_Excerpted passage_
◇ ◇ ◇ ◇ ◇ ◇ ◇

And while Rivera is grateful for the pay and, perhaps more importantly, the healthcare benefits she has received as a USW member, she also has watched the steel industry in Lorain dissipate around her.

Republic Steel ceased operations in 2016; the U.S. Steel tubular mill has trimmed its workforce from about 900 employees in 2001 to just 208 today.

The decline is a result of surging foreign steel into the American market. This steel is often government-owned or heavily subsidized and priced far below fair market value. Tens of thousands of American steelworkers have faced layoffs and dozens of plants have closed as a result; our national security is now at risk.

President Trump repeatedly has pledged to stand up for American steel, and in January received the Commerce Department’s “Section 232” investigation into steel imports that included recommendations for action. Trump now has until mid-April to decide what to do.

Rivera and her fellow steelworkers feel a positive U.S. trade ruling is long overdue, she said.

“Section 232, if everything was fairly put in place, where everybody could get a piece of the pie, our members would be happy,” she said. “Without this investigation and Trump not making any changes, it is devastating our people. People are losing their homes. They are losing hope.”

◇ ◇ ◇ ◇ ◇ ◇ ◇

(Source records)
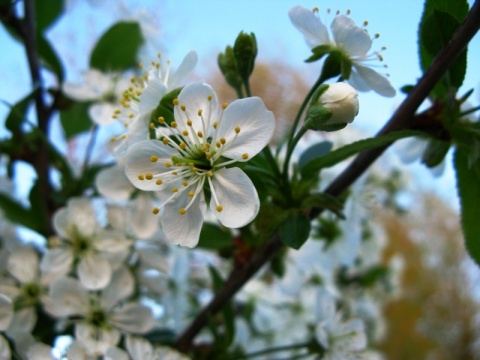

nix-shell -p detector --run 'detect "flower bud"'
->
[305,82,359,131]
[233,31,257,81]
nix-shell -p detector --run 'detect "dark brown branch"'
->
[22,0,54,235]
[175,0,480,351]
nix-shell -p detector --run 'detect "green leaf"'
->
[60,103,92,139]
[301,130,426,177]
[278,211,310,250]
[419,0,468,98]
[90,21,143,72]
[4,91,36,133]
[298,141,333,169]
[198,223,233,250]
[0,193,45,233]
[454,148,480,266]
[35,0,64,32]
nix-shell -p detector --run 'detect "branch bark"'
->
[175,0,480,352]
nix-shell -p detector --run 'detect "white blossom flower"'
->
[42,198,131,289]
[49,267,153,354]
[315,289,367,360]
[63,69,129,125]
[126,82,274,247]
[288,5,395,97]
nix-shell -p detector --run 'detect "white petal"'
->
[140,78,165,117]
[77,252,112,290]
[288,5,330,48]
[128,193,160,239]
[174,81,218,135]
[100,266,135,309]
[93,229,131,253]
[40,248,73,276]
[331,15,372,56]
[88,102,119,125]
[167,51,198,91]
[0,334,12,360]
[7,247,39,284]
[27,343,57,360]
[161,189,206,247]
[352,64,396,97]
[210,167,260,228]
[0,294,13,331]
[213,97,275,161]
[75,323,120,355]
[109,303,154,333]
[49,278,89,316]
[103,347,130,360]
[125,140,176,191]
[95,164,135,201]
[125,335,153,360]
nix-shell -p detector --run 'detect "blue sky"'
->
[0,0,480,204]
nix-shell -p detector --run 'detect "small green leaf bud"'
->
[218,46,242,89]
[233,31,258,80]
[305,82,359,131]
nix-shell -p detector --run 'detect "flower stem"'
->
[232,342,310,360]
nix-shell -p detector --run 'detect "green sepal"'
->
[90,21,143,72]
[278,210,311,250]
[454,147,480,266]
[422,139,451,168]
[305,44,335,62]
[198,223,233,250]
[298,141,333,169]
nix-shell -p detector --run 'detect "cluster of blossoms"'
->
[0,2,404,360]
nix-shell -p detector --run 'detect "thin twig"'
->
[175,0,480,352]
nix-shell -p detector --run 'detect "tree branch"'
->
[175,0,480,352]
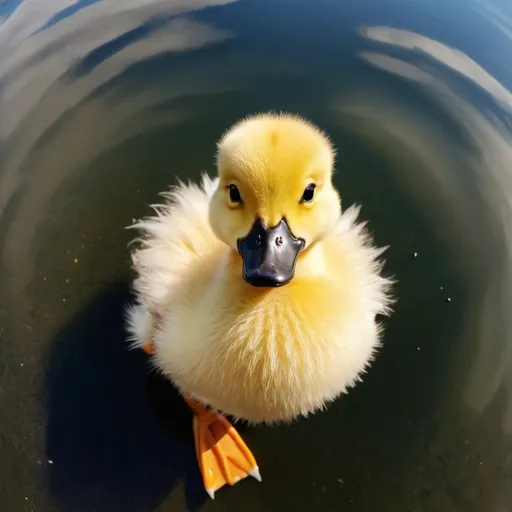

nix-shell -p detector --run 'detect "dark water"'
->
[0,0,512,512]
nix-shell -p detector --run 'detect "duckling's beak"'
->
[238,218,304,287]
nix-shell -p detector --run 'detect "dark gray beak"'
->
[238,218,304,287]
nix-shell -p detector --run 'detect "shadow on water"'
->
[0,0,512,512]
[46,283,205,512]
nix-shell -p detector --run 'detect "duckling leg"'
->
[185,398,261,499]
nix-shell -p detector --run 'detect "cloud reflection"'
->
[335,27,512,433]
[0,0,234,304]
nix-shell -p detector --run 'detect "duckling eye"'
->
[299,183,316,203]
[228,185,242,204]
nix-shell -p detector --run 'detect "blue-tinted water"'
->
[0,0,512,512]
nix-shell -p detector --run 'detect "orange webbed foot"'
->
[186,399,261,499]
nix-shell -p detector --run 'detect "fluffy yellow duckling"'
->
[128,114,391,498]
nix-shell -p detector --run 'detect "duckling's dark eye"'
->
[228,185,242,204]
[300,183,316,203]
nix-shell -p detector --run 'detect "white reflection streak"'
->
[353,27,512,433]
[0,0,236,300]
[362,27,512,109]
[0,0,232,211]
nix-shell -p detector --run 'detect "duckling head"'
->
[210,114,341,287]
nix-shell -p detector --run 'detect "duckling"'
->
[127,113,394,498]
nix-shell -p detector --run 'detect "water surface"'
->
[0,0,512,512]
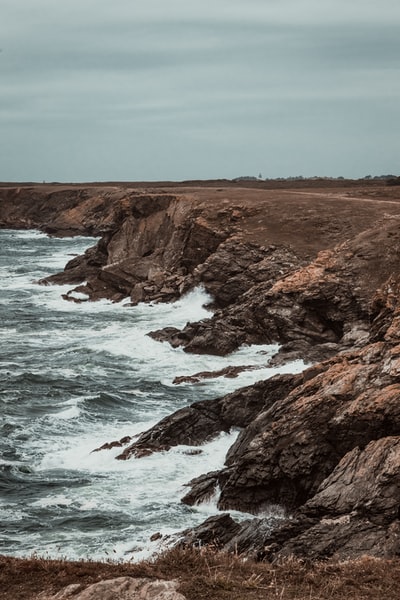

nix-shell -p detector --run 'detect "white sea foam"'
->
[0,232,304,559]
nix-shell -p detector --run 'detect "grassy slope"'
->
[0,550,400,600]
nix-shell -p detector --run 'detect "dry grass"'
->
[0,549,400,600]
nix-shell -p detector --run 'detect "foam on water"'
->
[0,231,304,558]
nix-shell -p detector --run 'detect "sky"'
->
[0,0,400,182]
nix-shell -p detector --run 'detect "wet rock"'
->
[177,514,244,549]
[104,375,301,460]
[181,471,219,506]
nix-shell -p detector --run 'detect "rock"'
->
[37,577,185,600]
[181,471,219,506]
[172,365,262,385]
[177,514,244,549]
[302,436,400,525]
[100,375,301,460]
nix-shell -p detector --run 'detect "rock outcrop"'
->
[0,186,400,560]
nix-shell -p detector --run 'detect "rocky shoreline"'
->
[0,182,400,560]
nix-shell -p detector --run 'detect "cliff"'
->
[0,180,400,560]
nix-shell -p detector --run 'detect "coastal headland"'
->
[0,180,400,597]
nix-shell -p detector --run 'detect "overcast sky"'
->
[0,0,400,181]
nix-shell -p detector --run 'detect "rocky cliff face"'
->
[0,180,400,559]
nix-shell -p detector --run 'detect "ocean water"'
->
[0,230,304,560]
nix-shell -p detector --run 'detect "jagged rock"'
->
[177,514,240,549]
[100,375,301,460]
[36,577,185,600]
[181,471,219,506]
[219,343,400,511]
[172,365,261,385]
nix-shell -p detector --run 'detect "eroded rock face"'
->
[36,577,185,600]
[95,375,302,460]
[0,184,400,564]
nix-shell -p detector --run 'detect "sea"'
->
[0,229,304,560]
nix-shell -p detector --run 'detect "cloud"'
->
[0,0,400,180]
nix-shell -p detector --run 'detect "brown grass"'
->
[0,549,400,600]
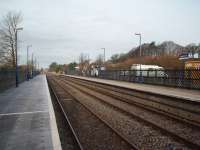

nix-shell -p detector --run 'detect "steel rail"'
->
[58,77,200,149]
[49,76,139,150]
[47,77,84,150]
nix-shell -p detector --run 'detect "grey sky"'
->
[0,0,200,67]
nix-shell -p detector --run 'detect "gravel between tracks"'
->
[48,78,132,150]
[66,77,200,145]
[59,78,192,149]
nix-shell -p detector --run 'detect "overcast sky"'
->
[0,0,200,67]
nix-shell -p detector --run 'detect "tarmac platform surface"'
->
[0,75,61,150]
[66,75,200,102]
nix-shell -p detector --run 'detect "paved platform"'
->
[66,75,200,102]
[0,75,61,150]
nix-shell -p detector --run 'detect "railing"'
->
[67,69,200,89]
[0,69,39,92]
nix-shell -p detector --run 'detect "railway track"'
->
[48,76,136,150]
[48,77,83,150]
[50,74,200,149]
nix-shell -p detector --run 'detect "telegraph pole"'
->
[15,28,23,87]
[31,53,34,78]
[26,45,32,81]
[135,33,142,80]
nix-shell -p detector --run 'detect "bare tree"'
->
[95,54,104,67]
[0,12,22,67]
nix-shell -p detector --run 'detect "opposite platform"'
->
[66,75,200,102]
[0,75,61,150]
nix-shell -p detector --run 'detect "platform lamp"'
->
[135,33,142,81]
[26,45,32,81]
[15,28,23,87]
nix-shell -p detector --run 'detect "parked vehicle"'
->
[131,64,168,77]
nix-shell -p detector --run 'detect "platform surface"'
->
[0,75,61,150]
[66,75,200,102]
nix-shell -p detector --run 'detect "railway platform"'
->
[0,75,62,150]
[66,75,200,102]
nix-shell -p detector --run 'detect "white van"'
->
[131,64,167,77]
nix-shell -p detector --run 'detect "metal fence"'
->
[67,69,200,89]
[0,69,39,92]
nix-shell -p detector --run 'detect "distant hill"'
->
[107,41,200,69]
[110,41,200,62]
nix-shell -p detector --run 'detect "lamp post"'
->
[31,53,34,79]
[26,45,32,81]
[135,33,142,81]
[101,48,106,65]
[15,28,23,87]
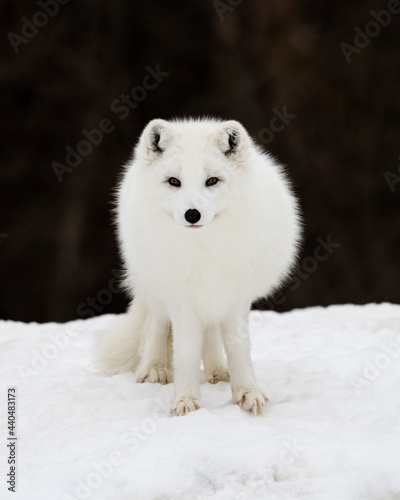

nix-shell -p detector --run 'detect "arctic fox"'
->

◇ ◇ ◇ ◇ ◇ ◇ ◇

_Instructions for the task_
Using the excerpt on the steel industry in Lorain, answer the following:
1. In what year did Republic Steel cease operations?
2. How many employees does the U.S. Steel tubular mill have today?
3. By when does President Trump have to decide what to do about the Section 232 investigation?

_Answer for this exercise_
1. 2016
2. 208
3. Mid-April